start TEXT PROVIDED
Another s*y question (cost of scaling and code diddling)

Sun Apr 30 04:05:43 AEST 1989

Looking into this, I discovered at least one counter-intuitive result,
so this might be worth reading even if you've grown tired of the thread.

In article <1266 at l.cc.purdue.edu> cik at l.cc.purdue.edu (Herman Rubin) writes:
>Now suppose I am doing some serious array operations, and I have to know
>whether one array buffer is longer than another.  The elements are of type
>long.  Do I have to do this multiplying and dividing by 4 all the time?
>Another example of "user-friendly" which turns out to be "user-inimical."

Many people have jumped on this, but it does point to one of the
fundamental C mind sets, which turns out to have some exceptions:

	"For heavy array operations, it is usually faster to
	use pointers than array indexing."
			- me.

That is because the scaling operation is only done once, when the
pointer is incremented, rather than at each reference to the
array[index].  Specifically, where a and b are arrays of non-char types:

	for( ap = a, bp = b; i--;  ) /* even I will use a comma op here! */
		*ap++ = *bp++;

Is likely to be noticably faster than the functionally equivalent:

	while( i-- )
		a[i] = b[i];

While a hyper-optimising compiler _might_ manage to write code with
equivalent performance, we all believe that to rarely be the case.

Now, when looking into this, I wrote some test programs just to make
sure I wasn't lying.  These were compiled with gcc 1.34 -O, the most
optimising compiler I have handy.

	# define LEN 10
	int a[LEN], b[LEN];
	void f1()
	{
		register int i = LEN;
		register int *ap, *bp;
		for( ap = a, bp = b; i--; )
			*ap++ = *bp++;
	}
	void f2()
	{
		register int i = LEN;
		while( i-- )
			a[i] = b[i];
	}

The scaling operation done in the loop costs two extra instructions.
end TEXT PROVIDED
start LISTED ENTRIES
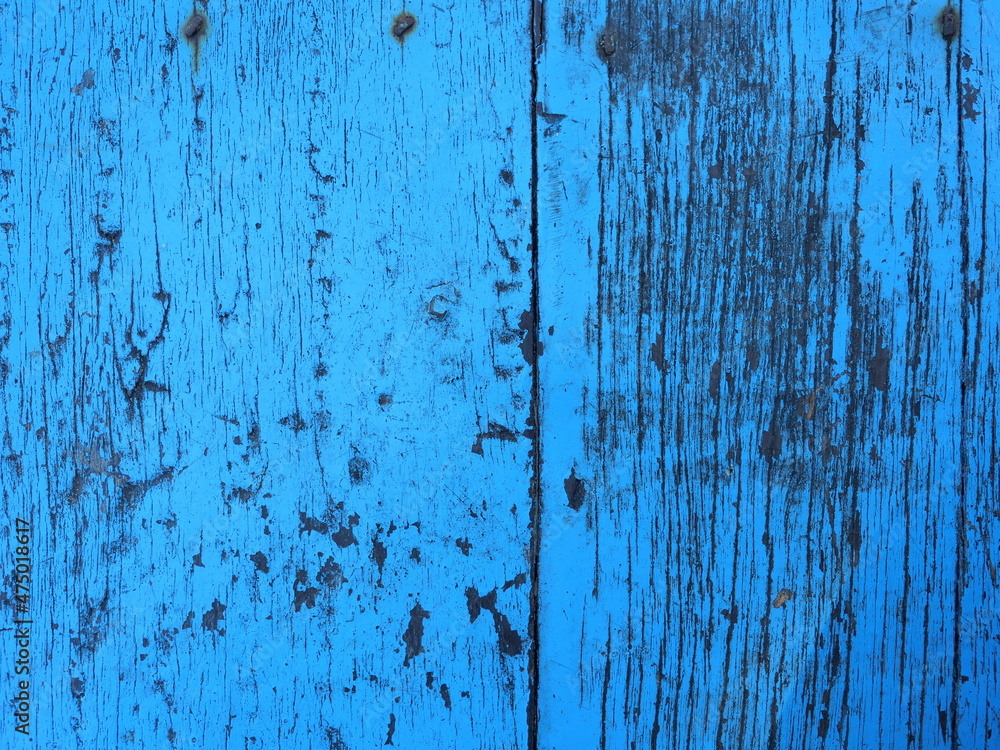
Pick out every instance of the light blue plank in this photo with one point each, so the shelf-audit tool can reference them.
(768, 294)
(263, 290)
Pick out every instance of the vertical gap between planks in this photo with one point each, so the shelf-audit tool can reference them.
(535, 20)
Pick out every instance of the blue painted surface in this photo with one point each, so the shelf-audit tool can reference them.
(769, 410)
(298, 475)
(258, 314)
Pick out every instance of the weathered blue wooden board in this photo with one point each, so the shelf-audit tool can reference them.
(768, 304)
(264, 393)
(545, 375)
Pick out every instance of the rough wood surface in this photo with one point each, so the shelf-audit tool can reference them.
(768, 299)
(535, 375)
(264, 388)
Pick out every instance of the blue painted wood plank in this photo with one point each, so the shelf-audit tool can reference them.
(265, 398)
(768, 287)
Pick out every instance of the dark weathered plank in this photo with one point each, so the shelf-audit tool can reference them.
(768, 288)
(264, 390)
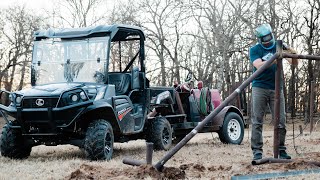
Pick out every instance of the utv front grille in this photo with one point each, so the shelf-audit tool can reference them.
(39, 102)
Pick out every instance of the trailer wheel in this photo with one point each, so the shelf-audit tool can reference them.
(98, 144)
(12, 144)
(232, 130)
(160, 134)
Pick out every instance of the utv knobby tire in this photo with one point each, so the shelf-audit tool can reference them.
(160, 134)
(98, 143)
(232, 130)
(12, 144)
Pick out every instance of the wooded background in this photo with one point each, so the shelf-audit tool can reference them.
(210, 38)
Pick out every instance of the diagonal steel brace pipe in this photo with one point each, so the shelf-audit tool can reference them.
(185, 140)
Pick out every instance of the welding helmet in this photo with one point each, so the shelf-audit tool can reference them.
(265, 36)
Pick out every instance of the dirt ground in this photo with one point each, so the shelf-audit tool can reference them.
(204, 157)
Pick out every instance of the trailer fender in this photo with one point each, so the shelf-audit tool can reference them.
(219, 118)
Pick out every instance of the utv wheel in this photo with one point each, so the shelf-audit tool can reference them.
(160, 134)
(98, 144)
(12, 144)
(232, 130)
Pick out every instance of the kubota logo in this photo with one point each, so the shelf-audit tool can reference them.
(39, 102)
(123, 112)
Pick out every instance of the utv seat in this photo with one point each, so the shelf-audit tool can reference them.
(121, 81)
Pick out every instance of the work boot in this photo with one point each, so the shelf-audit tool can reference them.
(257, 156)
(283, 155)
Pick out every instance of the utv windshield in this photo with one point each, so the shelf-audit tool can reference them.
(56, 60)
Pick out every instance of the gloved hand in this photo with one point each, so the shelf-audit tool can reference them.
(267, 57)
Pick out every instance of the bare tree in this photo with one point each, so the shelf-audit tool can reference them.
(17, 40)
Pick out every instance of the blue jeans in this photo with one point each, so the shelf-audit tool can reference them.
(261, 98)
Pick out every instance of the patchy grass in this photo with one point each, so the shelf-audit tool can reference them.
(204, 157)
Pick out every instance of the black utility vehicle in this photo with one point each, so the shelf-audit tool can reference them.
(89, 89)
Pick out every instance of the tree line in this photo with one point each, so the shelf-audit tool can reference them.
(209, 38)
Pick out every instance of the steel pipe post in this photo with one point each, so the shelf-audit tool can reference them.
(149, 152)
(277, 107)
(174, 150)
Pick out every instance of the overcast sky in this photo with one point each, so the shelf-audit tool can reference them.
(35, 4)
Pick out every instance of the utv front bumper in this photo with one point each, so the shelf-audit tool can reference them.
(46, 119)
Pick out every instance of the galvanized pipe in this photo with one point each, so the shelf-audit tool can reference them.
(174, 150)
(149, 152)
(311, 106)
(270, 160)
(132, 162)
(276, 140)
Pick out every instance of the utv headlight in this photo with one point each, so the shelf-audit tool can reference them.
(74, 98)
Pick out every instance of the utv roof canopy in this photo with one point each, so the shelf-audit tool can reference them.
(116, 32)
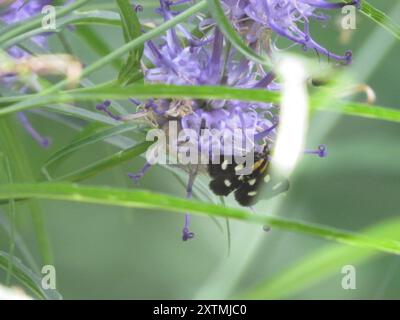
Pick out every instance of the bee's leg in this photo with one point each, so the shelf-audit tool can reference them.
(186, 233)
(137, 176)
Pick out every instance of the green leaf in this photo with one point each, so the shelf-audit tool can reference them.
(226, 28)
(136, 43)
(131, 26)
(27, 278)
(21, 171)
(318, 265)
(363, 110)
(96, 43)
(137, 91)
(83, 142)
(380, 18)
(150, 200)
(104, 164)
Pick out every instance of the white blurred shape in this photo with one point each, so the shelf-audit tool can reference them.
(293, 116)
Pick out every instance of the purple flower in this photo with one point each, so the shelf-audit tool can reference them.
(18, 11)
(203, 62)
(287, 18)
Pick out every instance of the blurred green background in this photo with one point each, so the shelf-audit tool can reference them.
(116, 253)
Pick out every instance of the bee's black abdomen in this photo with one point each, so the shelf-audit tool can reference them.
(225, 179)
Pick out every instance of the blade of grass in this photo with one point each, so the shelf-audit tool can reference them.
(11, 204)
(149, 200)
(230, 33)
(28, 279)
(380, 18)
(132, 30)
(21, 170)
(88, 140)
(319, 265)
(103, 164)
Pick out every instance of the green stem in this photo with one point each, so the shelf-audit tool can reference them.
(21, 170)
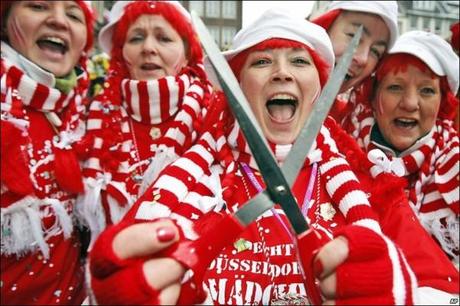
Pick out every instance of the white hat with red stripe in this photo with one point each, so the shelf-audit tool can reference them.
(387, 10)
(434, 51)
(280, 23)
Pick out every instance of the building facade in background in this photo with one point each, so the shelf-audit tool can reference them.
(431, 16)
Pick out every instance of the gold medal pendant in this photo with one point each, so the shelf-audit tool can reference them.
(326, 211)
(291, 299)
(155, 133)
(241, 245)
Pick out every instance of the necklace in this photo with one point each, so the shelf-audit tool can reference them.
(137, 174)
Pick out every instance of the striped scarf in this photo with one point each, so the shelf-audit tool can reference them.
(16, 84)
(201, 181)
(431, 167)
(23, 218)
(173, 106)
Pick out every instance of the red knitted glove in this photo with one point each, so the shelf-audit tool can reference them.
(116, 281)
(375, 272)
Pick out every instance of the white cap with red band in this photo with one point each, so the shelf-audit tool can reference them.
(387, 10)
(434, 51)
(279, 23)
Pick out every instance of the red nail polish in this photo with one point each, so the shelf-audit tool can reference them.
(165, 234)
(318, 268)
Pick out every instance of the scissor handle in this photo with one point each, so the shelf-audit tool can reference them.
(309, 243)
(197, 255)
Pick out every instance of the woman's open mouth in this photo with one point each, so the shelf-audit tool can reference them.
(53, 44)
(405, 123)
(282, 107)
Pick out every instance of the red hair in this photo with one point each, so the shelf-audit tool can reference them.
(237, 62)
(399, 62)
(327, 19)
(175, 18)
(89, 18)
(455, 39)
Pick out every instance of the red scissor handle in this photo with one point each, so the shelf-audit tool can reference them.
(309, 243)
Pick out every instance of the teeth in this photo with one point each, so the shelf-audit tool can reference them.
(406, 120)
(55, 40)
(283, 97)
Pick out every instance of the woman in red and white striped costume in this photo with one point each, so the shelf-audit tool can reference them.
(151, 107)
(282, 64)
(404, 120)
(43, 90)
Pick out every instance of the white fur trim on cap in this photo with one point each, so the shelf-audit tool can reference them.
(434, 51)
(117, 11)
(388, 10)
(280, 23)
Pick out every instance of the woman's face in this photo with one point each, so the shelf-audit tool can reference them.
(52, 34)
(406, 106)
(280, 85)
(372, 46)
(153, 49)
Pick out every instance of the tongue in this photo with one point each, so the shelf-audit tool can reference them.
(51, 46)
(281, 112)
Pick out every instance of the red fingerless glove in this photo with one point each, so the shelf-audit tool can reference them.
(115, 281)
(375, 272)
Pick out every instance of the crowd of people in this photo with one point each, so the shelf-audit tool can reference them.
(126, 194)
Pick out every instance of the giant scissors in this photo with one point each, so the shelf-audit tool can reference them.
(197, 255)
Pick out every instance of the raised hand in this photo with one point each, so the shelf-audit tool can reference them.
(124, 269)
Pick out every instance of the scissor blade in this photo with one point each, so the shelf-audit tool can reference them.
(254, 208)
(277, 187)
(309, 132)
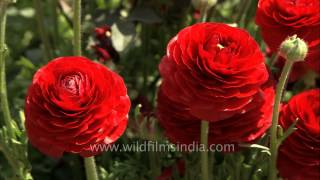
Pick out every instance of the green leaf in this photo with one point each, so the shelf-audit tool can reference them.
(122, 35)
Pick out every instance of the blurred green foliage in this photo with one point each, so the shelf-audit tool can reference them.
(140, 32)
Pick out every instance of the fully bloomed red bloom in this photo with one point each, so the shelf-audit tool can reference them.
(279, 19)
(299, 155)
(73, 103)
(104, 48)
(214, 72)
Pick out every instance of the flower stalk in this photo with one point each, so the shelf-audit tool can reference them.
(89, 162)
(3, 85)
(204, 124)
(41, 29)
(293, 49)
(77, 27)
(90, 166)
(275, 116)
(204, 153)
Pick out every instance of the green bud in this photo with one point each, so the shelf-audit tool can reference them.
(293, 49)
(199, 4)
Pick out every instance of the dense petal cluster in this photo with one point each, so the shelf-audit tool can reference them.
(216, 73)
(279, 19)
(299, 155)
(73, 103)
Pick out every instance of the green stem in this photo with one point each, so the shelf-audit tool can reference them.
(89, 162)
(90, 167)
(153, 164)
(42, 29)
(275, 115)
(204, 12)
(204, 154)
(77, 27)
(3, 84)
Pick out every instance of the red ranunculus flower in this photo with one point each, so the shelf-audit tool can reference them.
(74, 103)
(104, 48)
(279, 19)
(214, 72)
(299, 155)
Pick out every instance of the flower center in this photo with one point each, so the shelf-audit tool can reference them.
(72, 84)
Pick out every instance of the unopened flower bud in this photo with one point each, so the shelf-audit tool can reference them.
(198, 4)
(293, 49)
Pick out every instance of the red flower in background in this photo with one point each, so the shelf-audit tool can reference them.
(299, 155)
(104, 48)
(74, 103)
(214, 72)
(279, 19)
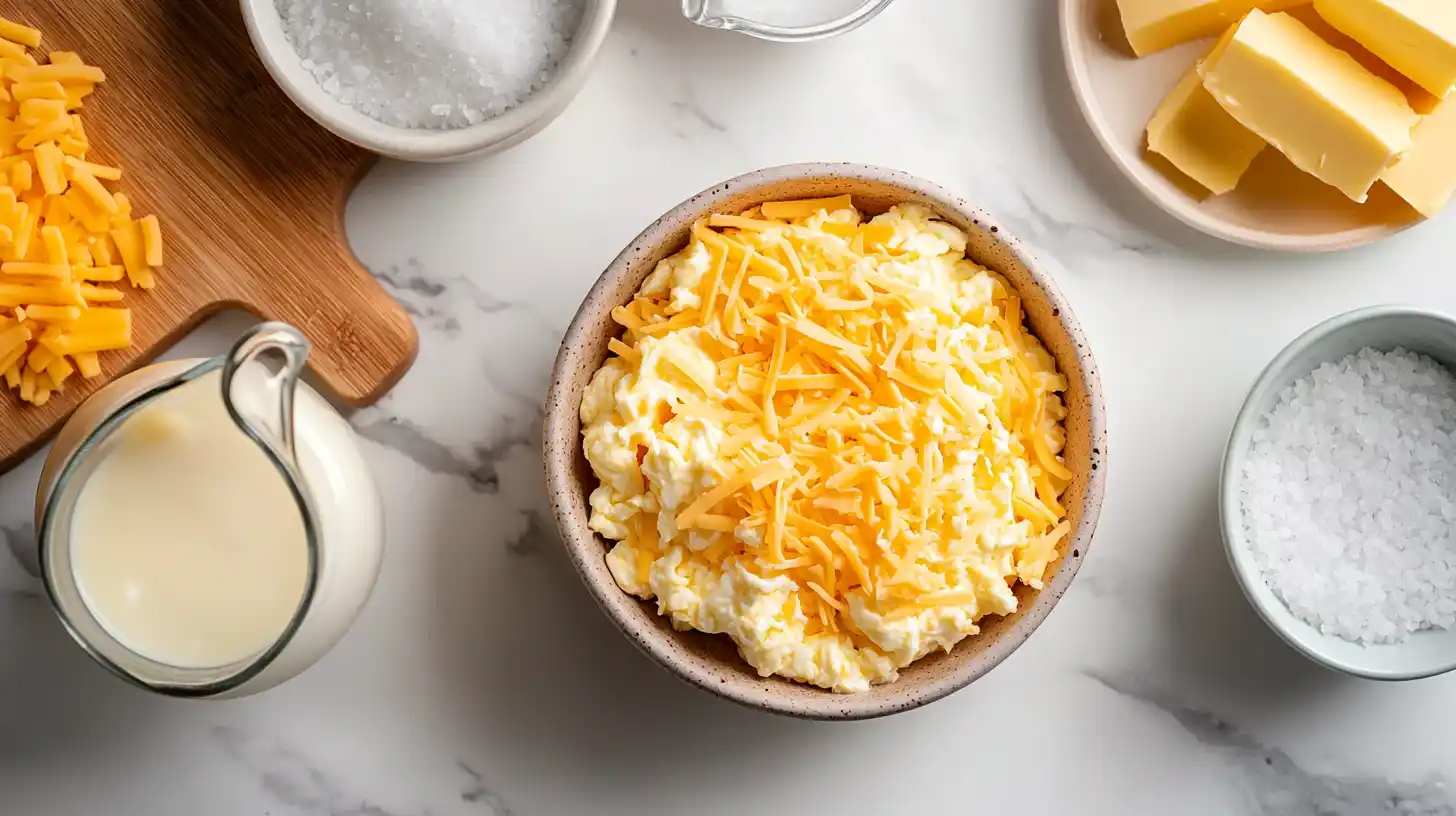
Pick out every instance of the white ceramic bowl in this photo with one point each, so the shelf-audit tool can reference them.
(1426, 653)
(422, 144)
end LISTED ENTRIES
▶ **WHAT IS ASKED**
**1.** Please explain in one to three sentences why the post on C pointers versus array indexing says pointers are usually faster for heavy array operations.
**2.** Write the next part of the post on C pointers versus array indexing, starting after its final sentence.
The lines aren't needed for this work.

▶ **SOLVED TASKS**
**1.** With pointers, the scaling operation happens only once, when the pointer is incremented. With array indexing, it happens at each reference to array[index].

**2.**
    pointer:
	L%5:			<< one instruction loop body
		mov.l (%a0)+,(%a1)+	<< move word + bump pointers
	L%2:
		dbra %d0,L%5

    array:
	L%9:			<< three instruction loop body
		mov.l %d1,%d0			<< grab index
		asl.l &2,%d0			<< scale
		mov.l (%a0,%d0.l),(%a1,%d0.l)	<< then move word
	L%7:
		dbra %d1,L%9

What came as a surprise to me was that pointer operations may NOT
be faster than arrays for use with char types.  Changing the int arrays
to char arrays gives the following single instructions for the loop body.

   pointer:
		mov.b (%a0)+,(%a1)+

   array:
		mov.b (%a0,%d0.l),(%a1,%d0.l)

No scaling is involved, so it comes down to the price of using an
indexed move vs. an unindexed move with two pointer increments.  This is
heaviliy in the realm of architecture and hardware implementation.  One
can imagine machines where pointers are faster, and others where the
reverse was true.

Thus, the maxim becomes modified:

	"For heavy array operations, it is usually faster to
	use pointers than array indexing.

	"If you are really trying to squeeze out the last cycle,
	you ought to try it both ways and measure the result because
	what is good on Brand X may be bad on Brand Y."

			- me.

Few really large programs will be affected by this sort of thing.
Clarity of expression may make arrays preferable, particularly if a
published algorithm you are stealing is written that way.  Given a large
enough search space, a poorly written hash or tree will still be a lot
faster than a great register pointer based linear search.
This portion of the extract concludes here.